- _Short problem_
Copy the rows below word for word, leaving out the pictures.

** Begin **

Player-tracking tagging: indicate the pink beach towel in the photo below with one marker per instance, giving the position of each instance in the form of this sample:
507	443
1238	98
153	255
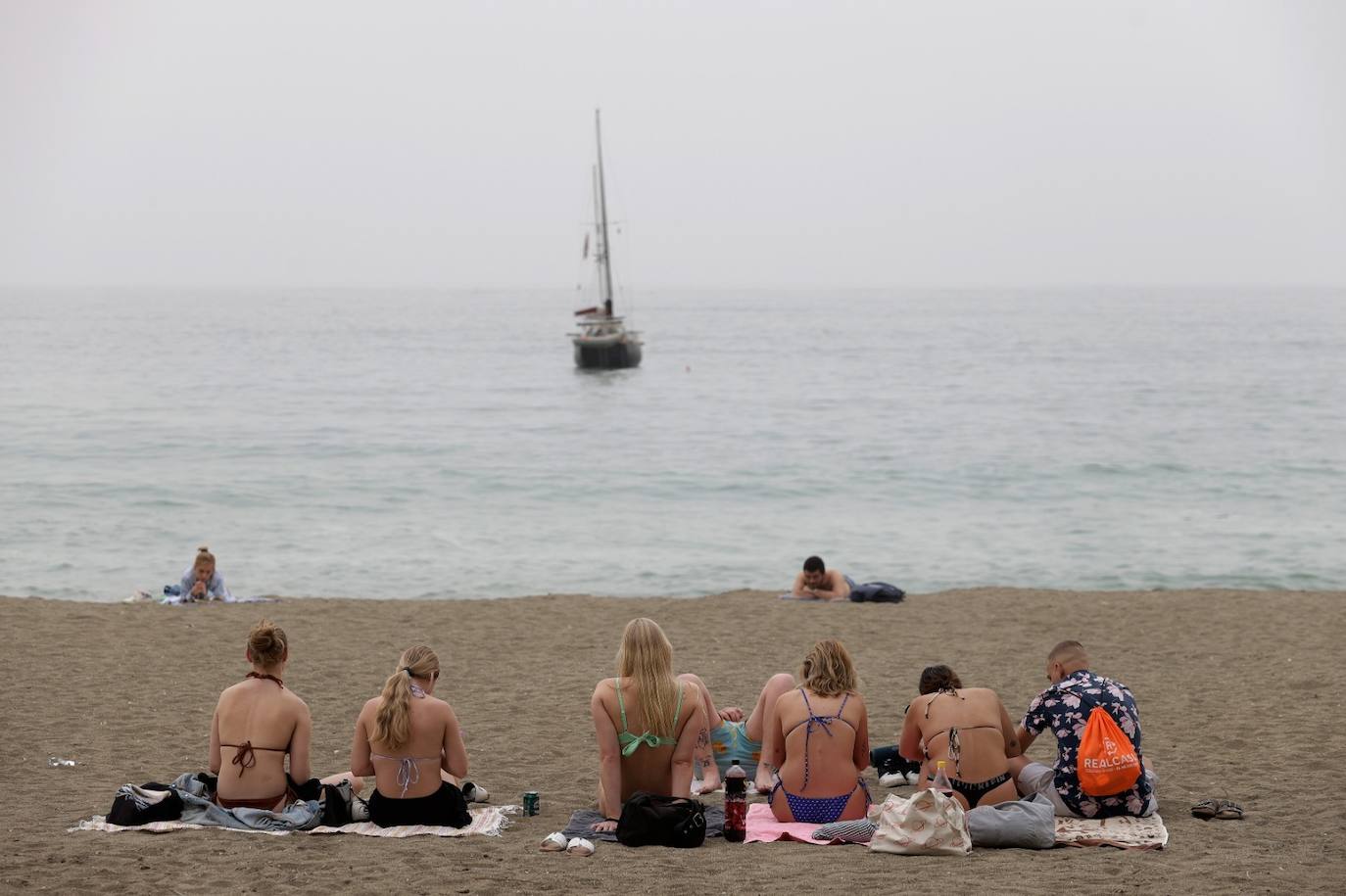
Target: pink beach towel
765	828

** End **

- _Answer below_
Player-tracking tagging: indicate the pink beach towel in the photo below with one marker per instance, giving the position of each instance in the form of this sample:
507	443
1238	98
153	255
Target: pink beach towel
765	828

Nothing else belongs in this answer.